**Text segment:**

Dallas developer Craig Hall, chairman and founder of Hall Group, produced the Hall Arts Center, the first new downtown office tower built in years. The first phase was an 18-story, 500,000-square-foot (46,500 sq m) office project built on the so-called Stonehenge site on Flora Street. The office building, which opened last year, was renamed KPMG Plaza at Hall Arts after its lead tenant.
Hall expects to break ground next year on Hall Arts Center Phase II, a high-rise residential tower with 44 condominium units for sale and an adjoining mid-rise hotel. Hall owns another parcel of land for a yet-to-be conceived Phase III project in future years.
But Hall says his eye is truly focused on placemaking, not just erecting new buildings in the Arts District.
“We need to energize the street life. We need to get people to stay and walk around rather than just come in their car to a symphony event and then get back in their car and drive somewhere else,” Hall says. “That’s my personal goal.”

**Entries provided:**

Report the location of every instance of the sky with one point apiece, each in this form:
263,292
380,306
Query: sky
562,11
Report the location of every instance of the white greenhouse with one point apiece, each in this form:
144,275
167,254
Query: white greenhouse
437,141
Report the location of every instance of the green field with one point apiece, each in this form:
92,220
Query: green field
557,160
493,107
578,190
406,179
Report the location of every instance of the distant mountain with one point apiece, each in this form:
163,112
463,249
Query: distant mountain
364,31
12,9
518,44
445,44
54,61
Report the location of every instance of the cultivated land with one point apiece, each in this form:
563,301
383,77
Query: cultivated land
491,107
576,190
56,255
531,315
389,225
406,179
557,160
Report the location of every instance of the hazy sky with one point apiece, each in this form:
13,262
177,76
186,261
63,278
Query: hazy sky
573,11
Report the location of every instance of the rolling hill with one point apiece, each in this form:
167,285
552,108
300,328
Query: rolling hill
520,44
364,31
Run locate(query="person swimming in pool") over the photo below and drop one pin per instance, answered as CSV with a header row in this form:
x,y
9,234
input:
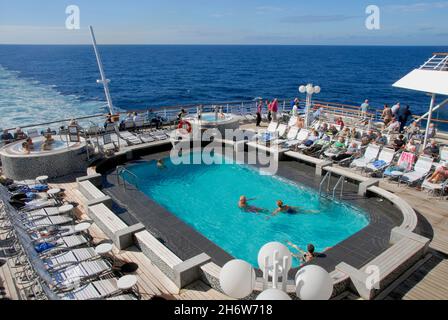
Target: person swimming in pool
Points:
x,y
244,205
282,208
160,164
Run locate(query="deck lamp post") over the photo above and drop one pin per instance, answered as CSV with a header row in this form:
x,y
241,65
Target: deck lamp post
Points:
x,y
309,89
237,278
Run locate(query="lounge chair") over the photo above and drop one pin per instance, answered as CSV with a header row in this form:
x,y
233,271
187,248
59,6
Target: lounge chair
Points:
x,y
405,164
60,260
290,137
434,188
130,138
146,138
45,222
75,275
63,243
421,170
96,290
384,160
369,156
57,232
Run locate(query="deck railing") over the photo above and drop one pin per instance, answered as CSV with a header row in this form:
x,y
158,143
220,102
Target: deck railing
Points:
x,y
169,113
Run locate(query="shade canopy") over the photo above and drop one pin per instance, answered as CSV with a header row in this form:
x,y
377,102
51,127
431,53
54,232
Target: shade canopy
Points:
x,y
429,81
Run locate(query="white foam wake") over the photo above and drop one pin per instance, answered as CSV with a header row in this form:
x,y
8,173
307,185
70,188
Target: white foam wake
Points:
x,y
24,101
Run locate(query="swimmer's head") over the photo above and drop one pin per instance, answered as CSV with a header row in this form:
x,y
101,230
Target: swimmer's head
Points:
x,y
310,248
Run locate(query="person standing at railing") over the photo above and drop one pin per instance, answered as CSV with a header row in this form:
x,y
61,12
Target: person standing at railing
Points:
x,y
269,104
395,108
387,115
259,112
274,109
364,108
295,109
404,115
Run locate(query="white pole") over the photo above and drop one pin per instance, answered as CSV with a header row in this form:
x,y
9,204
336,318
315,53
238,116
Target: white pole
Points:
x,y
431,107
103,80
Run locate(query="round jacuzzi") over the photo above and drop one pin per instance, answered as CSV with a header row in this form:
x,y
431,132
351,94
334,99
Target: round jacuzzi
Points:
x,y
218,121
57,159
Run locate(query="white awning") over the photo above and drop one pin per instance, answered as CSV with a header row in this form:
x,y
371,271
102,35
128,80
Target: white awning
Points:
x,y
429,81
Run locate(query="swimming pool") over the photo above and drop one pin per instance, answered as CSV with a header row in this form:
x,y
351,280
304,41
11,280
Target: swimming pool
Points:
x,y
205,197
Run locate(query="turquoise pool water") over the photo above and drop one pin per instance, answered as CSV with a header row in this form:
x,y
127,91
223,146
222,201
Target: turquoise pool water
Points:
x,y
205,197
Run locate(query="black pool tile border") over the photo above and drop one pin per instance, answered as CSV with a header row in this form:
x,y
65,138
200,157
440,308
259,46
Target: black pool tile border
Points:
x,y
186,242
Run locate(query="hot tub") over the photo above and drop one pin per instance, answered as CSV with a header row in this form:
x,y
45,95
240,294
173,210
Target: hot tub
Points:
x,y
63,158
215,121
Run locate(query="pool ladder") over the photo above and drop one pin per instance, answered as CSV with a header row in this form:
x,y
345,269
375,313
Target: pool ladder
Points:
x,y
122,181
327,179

**Requirement:**
Answer these questions using the Hall Arts Center text.
(a) How many stories does the first-phase office building have?
(b) How many condominium units will the Phase II residential tower offer for sale?
(c) On which street is the so-called Stonehenge site?

**Answer below:**
(a) 18 stories
(b) 44 condominium units
(c) Flora Street